Find "Circle the human shadow on grass." in the records that follow; print that line and each subsequent line through the last one, verbatim and with nothing added.
^^^^
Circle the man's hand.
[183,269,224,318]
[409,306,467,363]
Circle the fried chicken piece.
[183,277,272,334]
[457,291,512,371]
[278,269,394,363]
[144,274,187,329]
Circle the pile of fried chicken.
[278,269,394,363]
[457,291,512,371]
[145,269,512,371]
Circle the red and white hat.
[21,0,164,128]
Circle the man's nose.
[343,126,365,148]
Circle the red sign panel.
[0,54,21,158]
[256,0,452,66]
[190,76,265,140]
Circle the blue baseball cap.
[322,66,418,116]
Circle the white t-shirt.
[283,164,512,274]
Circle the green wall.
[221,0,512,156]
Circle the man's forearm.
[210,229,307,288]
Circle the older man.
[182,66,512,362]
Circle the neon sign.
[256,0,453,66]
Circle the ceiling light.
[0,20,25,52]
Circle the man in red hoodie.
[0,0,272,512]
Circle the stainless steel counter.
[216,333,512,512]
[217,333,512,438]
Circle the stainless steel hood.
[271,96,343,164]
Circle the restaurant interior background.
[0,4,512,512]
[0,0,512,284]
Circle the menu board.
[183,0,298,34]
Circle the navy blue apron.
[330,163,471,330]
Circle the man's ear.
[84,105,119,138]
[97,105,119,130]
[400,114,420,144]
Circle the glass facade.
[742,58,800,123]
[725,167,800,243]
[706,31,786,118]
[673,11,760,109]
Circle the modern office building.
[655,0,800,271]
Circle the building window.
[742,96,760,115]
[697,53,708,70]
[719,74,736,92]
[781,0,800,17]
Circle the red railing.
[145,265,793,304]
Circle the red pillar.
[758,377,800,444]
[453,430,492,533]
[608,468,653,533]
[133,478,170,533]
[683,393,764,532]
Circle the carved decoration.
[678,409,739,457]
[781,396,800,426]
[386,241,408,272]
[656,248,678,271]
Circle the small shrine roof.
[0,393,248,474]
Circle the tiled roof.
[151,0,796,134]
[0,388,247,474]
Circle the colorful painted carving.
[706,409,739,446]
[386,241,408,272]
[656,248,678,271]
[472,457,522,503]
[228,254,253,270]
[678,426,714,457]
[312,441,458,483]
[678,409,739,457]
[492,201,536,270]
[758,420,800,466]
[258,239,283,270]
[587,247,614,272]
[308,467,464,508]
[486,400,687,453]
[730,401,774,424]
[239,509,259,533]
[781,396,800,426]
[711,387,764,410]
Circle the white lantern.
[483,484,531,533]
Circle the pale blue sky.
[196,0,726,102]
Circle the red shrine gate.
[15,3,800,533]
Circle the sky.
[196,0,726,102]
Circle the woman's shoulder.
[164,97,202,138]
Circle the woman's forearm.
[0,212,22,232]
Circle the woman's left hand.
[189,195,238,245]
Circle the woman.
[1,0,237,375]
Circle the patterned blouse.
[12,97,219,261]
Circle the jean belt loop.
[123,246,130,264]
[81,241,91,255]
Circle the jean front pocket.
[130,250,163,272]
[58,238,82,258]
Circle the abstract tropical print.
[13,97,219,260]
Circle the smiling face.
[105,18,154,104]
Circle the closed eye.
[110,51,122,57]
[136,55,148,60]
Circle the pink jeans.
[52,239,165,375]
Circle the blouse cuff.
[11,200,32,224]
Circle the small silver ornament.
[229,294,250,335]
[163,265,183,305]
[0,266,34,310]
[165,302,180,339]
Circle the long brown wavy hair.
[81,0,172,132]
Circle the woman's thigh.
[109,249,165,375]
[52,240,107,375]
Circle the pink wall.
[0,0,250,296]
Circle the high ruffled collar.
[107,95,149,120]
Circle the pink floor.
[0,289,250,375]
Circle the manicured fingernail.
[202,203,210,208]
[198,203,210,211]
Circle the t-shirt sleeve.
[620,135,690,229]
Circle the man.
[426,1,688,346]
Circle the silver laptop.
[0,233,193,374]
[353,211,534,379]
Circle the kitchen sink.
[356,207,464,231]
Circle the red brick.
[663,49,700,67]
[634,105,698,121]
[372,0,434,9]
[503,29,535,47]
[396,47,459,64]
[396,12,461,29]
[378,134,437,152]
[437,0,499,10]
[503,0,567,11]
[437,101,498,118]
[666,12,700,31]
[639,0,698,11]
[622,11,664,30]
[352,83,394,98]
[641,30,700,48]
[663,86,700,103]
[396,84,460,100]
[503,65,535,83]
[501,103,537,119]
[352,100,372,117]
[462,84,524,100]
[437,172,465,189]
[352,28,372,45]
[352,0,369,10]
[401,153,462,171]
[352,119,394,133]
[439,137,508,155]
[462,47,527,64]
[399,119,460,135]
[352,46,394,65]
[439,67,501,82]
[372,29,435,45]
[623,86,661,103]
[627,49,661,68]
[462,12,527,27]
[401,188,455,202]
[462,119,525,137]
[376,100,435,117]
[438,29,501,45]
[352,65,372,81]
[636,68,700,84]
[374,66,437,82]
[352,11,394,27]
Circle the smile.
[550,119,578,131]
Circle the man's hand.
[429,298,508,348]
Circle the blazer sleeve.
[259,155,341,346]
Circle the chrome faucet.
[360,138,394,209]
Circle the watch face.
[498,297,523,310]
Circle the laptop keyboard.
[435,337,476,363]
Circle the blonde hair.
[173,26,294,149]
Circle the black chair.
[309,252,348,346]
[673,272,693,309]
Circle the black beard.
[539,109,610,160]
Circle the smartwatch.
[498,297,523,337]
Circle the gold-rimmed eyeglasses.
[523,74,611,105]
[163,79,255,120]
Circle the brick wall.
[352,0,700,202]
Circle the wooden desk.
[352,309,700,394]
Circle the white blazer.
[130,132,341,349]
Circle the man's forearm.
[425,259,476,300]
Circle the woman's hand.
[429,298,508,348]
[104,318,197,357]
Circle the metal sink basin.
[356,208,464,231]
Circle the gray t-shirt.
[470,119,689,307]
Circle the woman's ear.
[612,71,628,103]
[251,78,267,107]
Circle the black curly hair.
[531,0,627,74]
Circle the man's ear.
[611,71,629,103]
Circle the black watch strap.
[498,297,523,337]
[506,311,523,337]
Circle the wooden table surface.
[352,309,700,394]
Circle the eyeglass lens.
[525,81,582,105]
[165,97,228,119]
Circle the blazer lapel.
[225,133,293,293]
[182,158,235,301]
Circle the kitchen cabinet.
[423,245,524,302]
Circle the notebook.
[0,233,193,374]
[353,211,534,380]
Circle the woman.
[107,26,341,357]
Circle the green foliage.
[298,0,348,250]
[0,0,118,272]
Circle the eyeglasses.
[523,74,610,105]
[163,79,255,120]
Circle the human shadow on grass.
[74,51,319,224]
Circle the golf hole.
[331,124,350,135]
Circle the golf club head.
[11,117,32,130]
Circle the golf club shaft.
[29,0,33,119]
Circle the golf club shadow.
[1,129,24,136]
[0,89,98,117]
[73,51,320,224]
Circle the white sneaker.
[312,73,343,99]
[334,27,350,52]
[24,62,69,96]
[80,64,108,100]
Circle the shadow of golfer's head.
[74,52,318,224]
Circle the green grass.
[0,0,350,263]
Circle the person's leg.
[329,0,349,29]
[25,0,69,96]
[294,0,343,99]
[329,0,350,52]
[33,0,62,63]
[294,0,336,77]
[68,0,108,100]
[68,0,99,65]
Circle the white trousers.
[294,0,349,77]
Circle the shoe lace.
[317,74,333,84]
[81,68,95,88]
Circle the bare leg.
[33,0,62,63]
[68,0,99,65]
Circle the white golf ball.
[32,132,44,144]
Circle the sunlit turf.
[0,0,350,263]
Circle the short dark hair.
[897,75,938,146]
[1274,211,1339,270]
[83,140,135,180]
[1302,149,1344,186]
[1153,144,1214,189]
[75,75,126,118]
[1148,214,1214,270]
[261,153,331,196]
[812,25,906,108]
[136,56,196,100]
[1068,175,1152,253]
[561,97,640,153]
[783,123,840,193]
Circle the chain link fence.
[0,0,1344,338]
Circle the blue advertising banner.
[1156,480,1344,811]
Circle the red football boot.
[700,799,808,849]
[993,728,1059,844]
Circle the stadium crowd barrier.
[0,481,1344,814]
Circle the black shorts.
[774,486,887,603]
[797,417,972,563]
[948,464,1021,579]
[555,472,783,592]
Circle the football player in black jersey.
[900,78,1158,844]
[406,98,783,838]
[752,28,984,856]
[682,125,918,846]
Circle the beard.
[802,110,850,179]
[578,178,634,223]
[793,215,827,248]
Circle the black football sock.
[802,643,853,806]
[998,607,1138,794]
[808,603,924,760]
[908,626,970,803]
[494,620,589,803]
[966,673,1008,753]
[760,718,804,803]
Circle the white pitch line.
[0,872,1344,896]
^^^^
* _Task answer_
Circle the human shadow on grass.
[74,51,319,224]
Circle the golf hole.
[331,124,350,135]
Circle the golf club head.
[11,117,32,130]
Circle the golf club shaft.
[29,0,33,119]
Circle the golf club shadow.
[1,129,24,136]
[0,89,98,117]
[73,51,320,224]
Circle the white sneaker.
[312,73,343,99]
[334,27,350,52]
[24,62,69,96]
[80,64,108,100]
Circle the shadow of golfer's head.
[74,52,318,224]
Circle the green grass.
[0,0,350,263]
Circle the person's leg.
[329,0,349,29]
[25,0,69,96]
[294,0,343,99]
[329,0,350,52]
[33,0,62,63]
[294,0,336,77]
[68,0,108,100]
[68,0,99,65]
Circle the white trousers.
[294,0,349,77]
Circle the shoe lace.
[317,74,333,84]
[81,68,95,88]
Circle the bare leg.
[33,0,62,63]
[68,0,99,65]
Circle the white golf ball.
[32,132,44,144]
Circle the sunlit turf.
[0,0,350,263]
Circle the short dark hair.
[897,75,938,146]
[1274,211,1339,270]
[83,140,135,180]
[1302,149,1344,186]
[1153,144,1214,189]
[75,75,126,118]
[1148,214,1214,270]
[261,153,331,196]
[812,25,906,108]
[136,56,196,100]
[1068,175,1152,253]
[561,97,640,153]
[783,123,840,193]
Circle the chain link fence.
[0,0,1344,338]
Circle the blue advertising banner.
[1156,480,1344,811]
Circle the red football boot.
[700,799,808,849]
[993,728,1059,844]
Circle the stadium crowd barrier.
[0,481,1344,814]
Circle the black shorts.
[774,486,887,603]
[797,417,972,563]
[948,464,1021,579]
[555,472,783,592]
Circle the football player in black jersey.
[900,78,1158,844]
[406,98,783,838]
[752,28,984,856]
[682,125,918,846]
Circle the beard.
[802,110,850,179]
[578,178,634,223]
[793,215,827,248]
Circle the black football sock.
[802,643,853,806]
[998,607,1138,794]
[808,603,924,760]
[908,626,970,803]
[494,620,589,803]
[966,673,1008,753]
[760,718,804,803]
Circle the white pitch line.
[0,872,1344,896]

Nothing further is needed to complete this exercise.